▶ TASK DETAILS
Pictures are to be left out, and every entry repeated exactly.
= = = = = = =
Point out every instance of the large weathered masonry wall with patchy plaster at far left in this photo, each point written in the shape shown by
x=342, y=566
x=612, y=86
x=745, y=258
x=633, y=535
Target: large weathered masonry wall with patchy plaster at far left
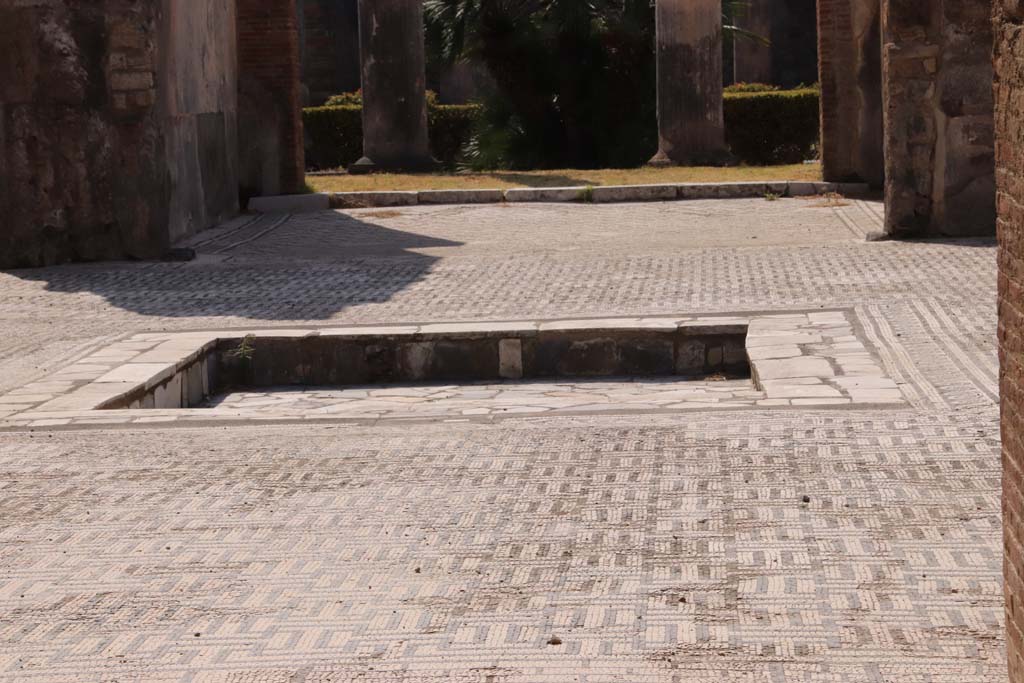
x=98, y=159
= = = = = = =
▶ TASK OUTPUT
Point out every instance of the large weathered masonry wall with patchy plaster at far left in this photo, each point written in the shape shown by
x=342, y=566
x=612, y=86
x=745, y=258
x=633, y=535
Target: large weathered masonry wall with patchy plaster at far left
x=98, y=159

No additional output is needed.